The three PC steps involved in CNC are 1) CAD, 2) CAM 3) Machine Controller. The CAD/CAM portion is optional, but generating g-code by hand is tiresome. Typical machine controllers like Mach3 have very simple settings for things like steps per inch or mm. If you had a stepper motor with 13 steps per revolution, a gear ratio of 1:17, a lead screw pitch of 11rpi, and your amplifier used 7 partial steps per step; then you would simply enter 17017 in the "steps per inch" setting and the machine controller handles the rest. I know it doesn't seem "precise", but neither are "half steps" nor for that matter "full steps". Even high-precision stepper motors have full step error of a few degrees, more commonly +/- 30 degrees or more. This means that absolute accuracy is limited to the absolute accuracy of the full step error of the stepper motor regardless of how many "half steps" the controller uses to get there. HOWEVER, a different, and arguably more important measure of accuracy is "repeatability", which means that once you "know" the exact number of steps from A to B, you can assert with 100% certainty that you will arrive @ B in the same number of steps.....
· · · · ·
* _Problem to solve_
Which three PC steps does the CNC passage say are involved in CNC? The material that follows comes from a different source than the CNC passage.
· · · · ·
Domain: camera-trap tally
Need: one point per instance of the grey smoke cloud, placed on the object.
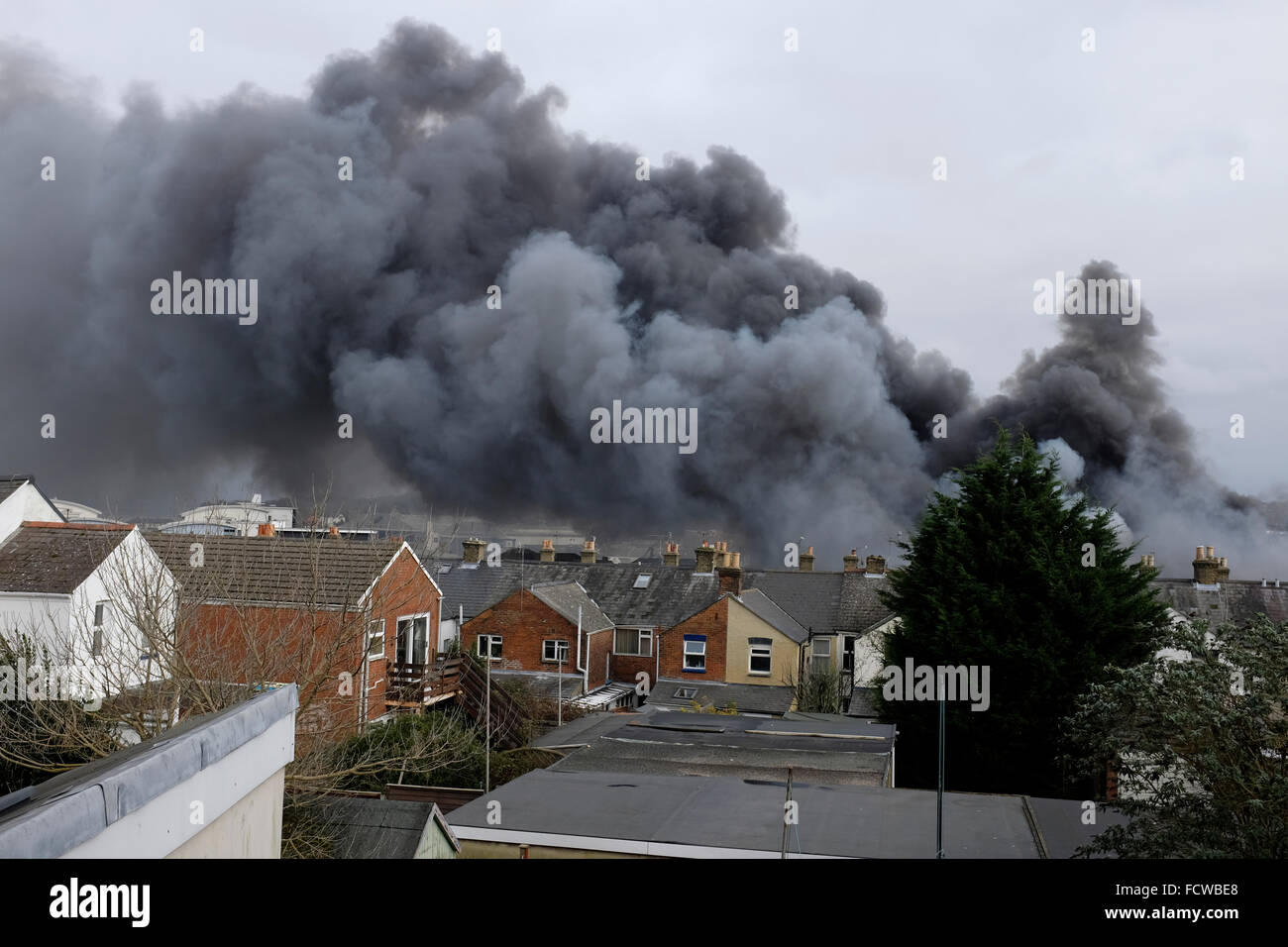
(372, 302)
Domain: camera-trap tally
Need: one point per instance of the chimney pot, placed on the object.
(706, 560)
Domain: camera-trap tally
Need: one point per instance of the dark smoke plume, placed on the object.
(373, 294)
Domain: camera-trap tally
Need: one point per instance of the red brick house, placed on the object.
(535, 629)
(348, 621)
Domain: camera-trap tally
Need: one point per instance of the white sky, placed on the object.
(1055, 157)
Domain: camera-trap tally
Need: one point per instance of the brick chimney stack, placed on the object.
(706, 556)
(730, 575)
(1210, 569)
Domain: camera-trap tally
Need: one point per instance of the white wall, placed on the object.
(868, 657)
(24, 504)
(130, 575)
(44, 617)
(246, 785)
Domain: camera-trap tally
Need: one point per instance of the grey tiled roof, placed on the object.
(824, 602)
(810, 598)
(571, 600)
(673, 594)
(375, 827)
(55, 558)
(1229, 602)
(261, 569)
(767, 609)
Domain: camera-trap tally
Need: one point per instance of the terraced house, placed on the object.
(353, 624)
(707, 634)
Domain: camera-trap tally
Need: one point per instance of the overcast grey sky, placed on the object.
(1055, 157)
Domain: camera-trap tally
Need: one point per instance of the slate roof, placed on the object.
(55, 558)
(673, 814)
(768, 611)
(751, 698)
(376, 827)
(1235, 602)
(567, 598)
(673, 594)
(9, 484)
(811, 598)
(261, 569)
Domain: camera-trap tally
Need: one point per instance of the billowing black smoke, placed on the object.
(373, 302)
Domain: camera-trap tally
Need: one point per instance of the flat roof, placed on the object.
(690, 815)
(53, 817)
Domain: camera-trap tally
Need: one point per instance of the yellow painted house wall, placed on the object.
(784, 656)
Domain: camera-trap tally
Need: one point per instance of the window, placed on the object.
(412, 646)
(376, 638)
(99, 624)
(696, 654)
(820, 655)
(632, 641)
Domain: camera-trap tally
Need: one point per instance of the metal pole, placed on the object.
(939, 802)
(487, 725)
(785, 810)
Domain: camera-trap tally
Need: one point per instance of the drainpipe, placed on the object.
(579, 647)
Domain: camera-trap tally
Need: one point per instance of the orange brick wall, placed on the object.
(310, 647)
(524, 622)
(711, 621)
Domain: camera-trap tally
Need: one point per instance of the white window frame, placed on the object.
(429, 631)
(559, 644)
(373, 637)
(643, 635)
(700, 654)
(814, 655)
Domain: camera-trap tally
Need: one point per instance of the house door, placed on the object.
(412, 641)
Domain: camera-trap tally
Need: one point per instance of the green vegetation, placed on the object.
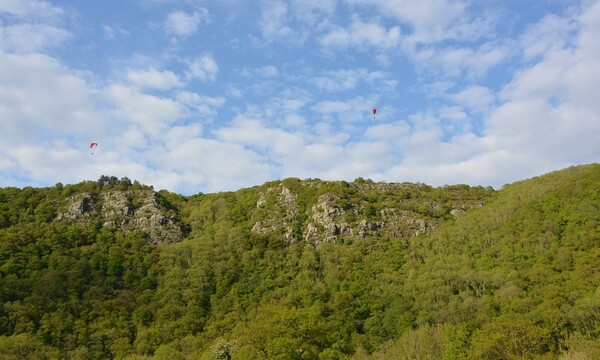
(515, 275)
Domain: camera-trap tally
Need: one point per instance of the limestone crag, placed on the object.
(355, 213)
(280, 201)
(129, 210)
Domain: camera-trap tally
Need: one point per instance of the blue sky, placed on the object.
(205, 96)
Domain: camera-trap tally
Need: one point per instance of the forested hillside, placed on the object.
(303, 269)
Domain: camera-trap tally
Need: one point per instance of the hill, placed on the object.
(303, 269)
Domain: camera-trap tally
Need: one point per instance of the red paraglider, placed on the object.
(92, 145)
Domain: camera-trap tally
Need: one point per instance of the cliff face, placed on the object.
(358, 211)
(309, 211)
(124, 210)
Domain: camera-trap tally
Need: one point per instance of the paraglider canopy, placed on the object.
(92, 144)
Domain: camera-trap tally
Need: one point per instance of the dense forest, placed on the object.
(303, 269)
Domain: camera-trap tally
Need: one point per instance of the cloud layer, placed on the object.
(209, 99)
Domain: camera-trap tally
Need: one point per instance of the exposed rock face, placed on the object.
(285, 206)
(332, 218)
(131, 210)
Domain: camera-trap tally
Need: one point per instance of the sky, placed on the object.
(206, 96)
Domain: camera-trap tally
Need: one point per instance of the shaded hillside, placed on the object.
(303, 270)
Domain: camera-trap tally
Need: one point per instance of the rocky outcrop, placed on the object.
(279, 201)
(128, 210)
(333, 218)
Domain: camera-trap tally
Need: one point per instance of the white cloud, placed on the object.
(201, 106)
(39, 98)
(431, 21)
(154, 79)
(551, 33)
(391, 132)
(267, 71)
(203, 68)
(25, 38)
(352, 110)
(274, 22)
(151, 112)
(111, 32)
(476, 98)
(362, 34)
(31, 9)
(183, 24)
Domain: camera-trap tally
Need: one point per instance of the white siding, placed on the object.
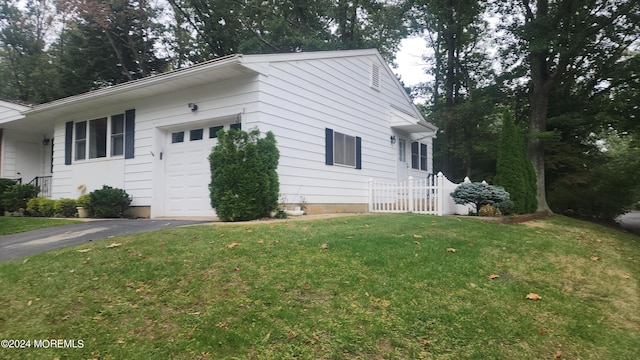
· · · · ·
* _Result of this exercise_
1) CAD
2) CAM
3) Machine Controller